= List comprehension =

Syntactic construct for creating a list based on existing lists

A list comprehension is a syntactic construct available in some programming languages for creating a list based on existing lists. It follows the form of the mathematical set-builder notation (set comprehension) as distinct from the use of map and filter functions.

==Overview==
Consider the following example in mathematical set-builder notation.

$S=\{2\cdot x\mid x \in \mathbb{N},\ x^2>3\}$
or often
$S=\{2\cdot x : x \in \mathbb{N},\ x^2>3\}$

This can be read, "$S$ is the set of all numbers "2 times $x$" SUCH THAT $x$ is an ELEMENT or MEMBER of the set of natural numbers ($\mathbb{N}$), AND $x$ squared is greater than $3$."

The smallest natural number, x = 1, fails to satisfy the condition x^{2}>3 (the condition 1^{2}>3 is false) so 2 ·1 is not included in S. The next natural number, 2, does satisfy the condition (2^{2}>3) as does every other natural number. Thus x consists of 2, 3, 4, 5... Since the set S consists of all numbers "2 times x" it is given by S = {4, 6, 8, 10,...}. S is, in other words, the set of all even numbers greater than 2.

In this annotated version of the example:
$S=\{\underbrace{2\cdot x}_{\color{Violet}{\text{output expression}}}\mid \underbrace{x}_{\color{Violet}{\text{variable}}} \in \underbrace{\mathbb{N}}_{\color{Violet}{\text{input set}}},\ \underbrace{x^2>3}_{\color{Violet}{\text{predicate}}}\}$
- $x$ is the variable representing members of an input set.
- $\mathbb{N}$ represents the input set, which in this example is the set of natural numbers
- $x^2>3$ is a predicate expression acting as a filter on members of the input set.
- $2\cdot x$ is an output expression producing members of the new set from members of the input set that satisfy the predicate expression.
- $\{\}$ braces indicate that the result is a set
- $\mid$ $,$ the vertical bar is read as "SUCH THAT". The bar and the colon ":" are used interchangeably.
- commas separate the predicates and can be read as "AND".

A list comprehension has the same syntactic components to represent generation of a list in order from an input list or iterator:
- A variable representing members of an input list.
- An input list (or iterator).
- An optional predicate expression.
------------------------
→ WRITTEN PROBLEM 1: Please convert the listing below into a Markdown table with the columns Row and Entry. Include everything from the line containing "This trail-cam photo was taken at dusk. Identify white" down to the line containing "[392,601,494,747]", number each row, and leave out blank lines.
------------------------
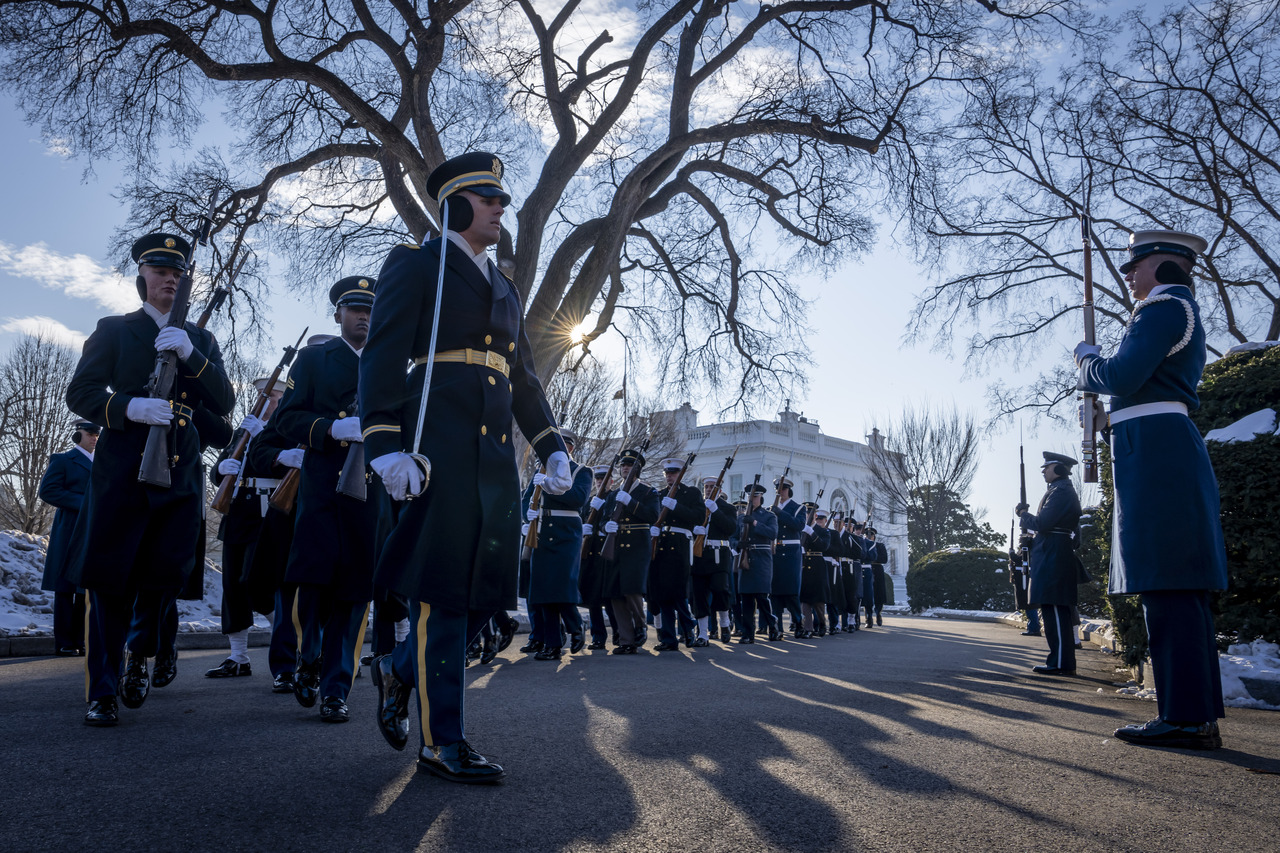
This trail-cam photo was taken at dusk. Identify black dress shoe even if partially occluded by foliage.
[417,740,507,785]
[293,661,320,708]
[203,657,252,679]
[320,695,351,722]
[120,652,151,708]
[1115,719,1222,749]
[370,654,412,749]
[84,695,120,729]
[151,652,179,686]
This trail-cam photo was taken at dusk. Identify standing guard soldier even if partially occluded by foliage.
[274,275,381,722]
[40,420,101,657]
[769,476,813,640]
[737,484,778,643]
[1075,225,1228,749]
[1015,451,1083,675]
[360,152,573,783]
[67,233,234,726]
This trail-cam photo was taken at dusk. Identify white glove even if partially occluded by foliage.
[156,325,196,361]
[543,451,573,494]
[1075,341,1102,368]
[371,448,422,501]
[275,447,306,467]
[241,415,266,438]
[329,418,365,442]
[124,397,173,427]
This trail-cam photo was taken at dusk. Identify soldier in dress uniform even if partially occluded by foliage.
[360,152,573,783]
[737,484,778,643]
[40,420,101,657]
[1075,225,1226,749]
[273,275,384,722]
[1014,451,1082,675]
[521,428,594,661]
[65,233,234,726]
[649,456,707,652]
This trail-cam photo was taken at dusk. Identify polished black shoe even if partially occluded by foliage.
[120,652,151,708]
[293,661,320,708]
[417,740,507,785]
[320,695,351,722]
[1115,717,1222,749]
[369,654,412,749]
[151,652,179,686]
[203,657,252,679]
[84,695,120,729]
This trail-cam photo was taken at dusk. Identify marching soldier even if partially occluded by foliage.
[1075,231,1226,749]
[360,152,573,783]
[1015,451,1082,675]
[274,275,380,722]
[40,420,101,657]
[67,233,234,726]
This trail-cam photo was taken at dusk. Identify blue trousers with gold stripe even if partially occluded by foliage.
[293,584,370,701]
[392,601,494,747]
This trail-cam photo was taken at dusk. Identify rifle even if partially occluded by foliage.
------------------------
→ WRITTEN PROBLEM 2: Decide whether each statement agrees with the list comprehension article, answering yes or no and quoting the words that decide it. (a) The number 1 satisfies the condition that its square is greater than 3. (b) The vertical bar and the colon can be used in place of each other. (c) A list comprehension must include a predicate expression.

→ SOLUTION 1:
| Row | Entry |
|---|---|
| 1 | This trail-cam photo was taken at dusk. Identify white glove even if partially occluded by foliage. |
| 2 | [156,325,196,361] |
| 3 | [543,451,573,494] |
| 4 | [1075,341,1102,368] |
| 5 | [371,448,422,501] |
| 6 | [275,447,306,467] |
| 7 | [241,415,266,438] |
| 8 | [329,418,365,442] |
| 9 | [124,397,173,427] |
| 10 | This trail-cam photo was taken at dusk. Identify soldier in dress uniform even if partially occluded by foliage. |
| 11 | [360,152,573,783] |
| 12 | [737,484,778,643] |
| 13 | [40,420,101,657] |
| 14 | [1075,225,1226,749] |
| 15 | [273,275,384,722] |
| 16 | [1014,451,1082,675] |
| 17 | [521,428,594,661] |
| 18 | [65,233,234,726] |
| 19 | [649,456,707,652] |
| 20 | This trail-cam photo was taken at dusk. Identify polished black shoe even if partially occluded by foliage. |
| 21 | [120,652,151,708] |
| 22 | [293,661,320,708] |
| 23 | [417,740,507,785] |
| 24 | [320,695,351,722] |
| 25 | [1115,717,1222,749] |
| 26 | [369,654,412,749] |
| 27 | [151,652,179,686] |
| 28 | [203,657,252,679] |
| 29 | [84,695,120,729] |
| 30 | This trail-cam photo was taken at dusk. Identify marching soldier even if partially occluded by foliage. |
| 31 | [1075,231,1226,749] |
| 32 | [360,152,573,783] |
| 33 | [1015,451,1082,675] |
| 34 | [274,275,380,722] |
| 35 | [40,420,101,657] |
| 36 | [67,233,234,726] |
| 37 | This trail-cam photo was taken at dusk. Identify blue trousers with gold stripe even if partially occluded by foliage. |
| 38 | [293,584,370,701] |
| 39 | [392,601,494,747] |

→ SOLUTION 2:
(a) No: "The smallest natural number, x = 1, fails to satisfy the condition"
(b) Yes: "The bar and the colon ":" are used interchangeably."
(c) No: "An optional predicate expression."